— Exercise aim —
Output each line of the material exactly as it stands.

— Data for this exercise —
----------------

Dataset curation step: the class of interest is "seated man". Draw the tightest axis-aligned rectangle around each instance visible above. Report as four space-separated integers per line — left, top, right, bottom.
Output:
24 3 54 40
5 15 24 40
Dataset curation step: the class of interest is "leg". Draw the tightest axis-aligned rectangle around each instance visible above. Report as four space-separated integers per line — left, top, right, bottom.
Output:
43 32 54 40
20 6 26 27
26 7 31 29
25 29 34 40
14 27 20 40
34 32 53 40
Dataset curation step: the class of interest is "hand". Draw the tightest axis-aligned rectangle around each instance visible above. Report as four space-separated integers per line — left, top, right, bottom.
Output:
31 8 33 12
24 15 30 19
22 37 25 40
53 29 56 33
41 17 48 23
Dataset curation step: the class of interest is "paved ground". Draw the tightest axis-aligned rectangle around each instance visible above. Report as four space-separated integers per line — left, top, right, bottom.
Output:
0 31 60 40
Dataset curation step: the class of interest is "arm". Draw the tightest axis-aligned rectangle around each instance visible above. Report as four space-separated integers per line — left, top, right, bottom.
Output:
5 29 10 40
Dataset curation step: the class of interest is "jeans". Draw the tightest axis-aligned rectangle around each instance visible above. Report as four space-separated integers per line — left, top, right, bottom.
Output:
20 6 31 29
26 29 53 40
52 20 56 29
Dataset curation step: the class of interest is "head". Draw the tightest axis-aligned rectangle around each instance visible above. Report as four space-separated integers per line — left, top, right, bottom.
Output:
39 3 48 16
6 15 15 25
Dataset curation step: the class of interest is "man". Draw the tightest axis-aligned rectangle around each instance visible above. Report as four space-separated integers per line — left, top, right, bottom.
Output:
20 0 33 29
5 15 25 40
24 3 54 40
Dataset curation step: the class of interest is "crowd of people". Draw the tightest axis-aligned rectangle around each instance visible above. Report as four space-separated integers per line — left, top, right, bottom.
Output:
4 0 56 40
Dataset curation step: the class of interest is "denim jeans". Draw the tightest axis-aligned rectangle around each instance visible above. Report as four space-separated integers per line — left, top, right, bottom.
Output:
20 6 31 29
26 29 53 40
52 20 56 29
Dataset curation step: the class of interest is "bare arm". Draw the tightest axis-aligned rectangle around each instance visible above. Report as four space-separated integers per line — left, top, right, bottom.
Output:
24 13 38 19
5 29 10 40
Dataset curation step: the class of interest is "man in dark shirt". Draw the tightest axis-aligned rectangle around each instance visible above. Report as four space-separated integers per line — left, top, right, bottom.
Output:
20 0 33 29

----------------

— Reply to the task —
Dataset curation step: the class of interest is "seated man". Draw the tightest axis-aligned rectangle around each instance visible above. Report as four space-separated integers per line — left, top, right, bottom.
Output:
24 3 54 40
5 15 24 40
Dataset curation step: the class of interest is "leg". Draw the tightest axis-aligned rectangle around each instance visible above. Report as four space-separated integers per line — left, top, right, bottom.
Output:
43 32 54 40
20 6 26 27
26 7 31 29
25 29 34 40
14 27 20 40
34 32 53 40
Dataset curation step: the class of interest is "hand". Draw the tightest axis-aligned rectangle around each instance visible above. Report as four space-separated integers per line — left, top, right, bottom.
Output:
31 8 33 12
24 15 30 19
22 37 25 40
53 29 56 33
41 17 48 23
Dataset curation step: the class of interest is "paved ground". Draw the tightest axis-aligned rectangle around each instance visible above. Report as four space-separated integers per line — left, top, right, bottom.
Output:
0 31 60 40
Dataset curation step: the class of interest is "arm". Draw the tightest axis-aligned rectangle around each instance visible above. Report as four space-separated integers per line — left, top, right, bottom.
Output:
5 29 10 40
Dataset curation step: the class of interest is "jeans". Draw the tightest axis-aligned rectangle around each instance visible above. Report as four space-separated integers per line — left, top, right, bottom.
Output:
20 6 31 29
26 29 53 40
52 20 56 29
Dataset curation step: the class of interest is "head". Draw the tightest axis-aligned rectangle around each instance visible above. Report as four space-separated integers per line — left, top, right, bottom.
Output:
39 3 48 16
6 15 15 25
Dataset curation step: the class of interest is "man". Draw the tightest axis-aligned rectangle around each instance visible above. Report as four space-separated integers per line — left, top, right, bottom.
Output:
20 0 33 29
5 15 25 40
24 3 54 40
Dataset curation step: the class of interest is "crowd of people". Draw the tightest axis-aligned rectangle around each instance visible above. Report as four space-separated integers per line — left, top, right, bottom.
Output:
4 0 56 40
Dataset curation step: the class of interest is "denim jeans". Draw the tightest axis-aligned rectangle around each instance visible above. Report as four space-separated integers per line — left, top, right, bottom.
Output:
20 6 31 29
26 29 53 40
52 20 56 29
Dataset curation step: the class of interest is "bare arm". Draw the tightest axis-aligned rectangle around each instance visible above. Report as four space-separated integers per line — left, top, right, bottom.
Output:
24 13 38 19
5 29 10 40
Dataset curation step: the class of interest is "man in dark shirt". Draw the tightest axis-aligned rectangle around each instance visible above. Report as four space-separated integers per line — left, top, right, bottom.
Output:
20 0 33 29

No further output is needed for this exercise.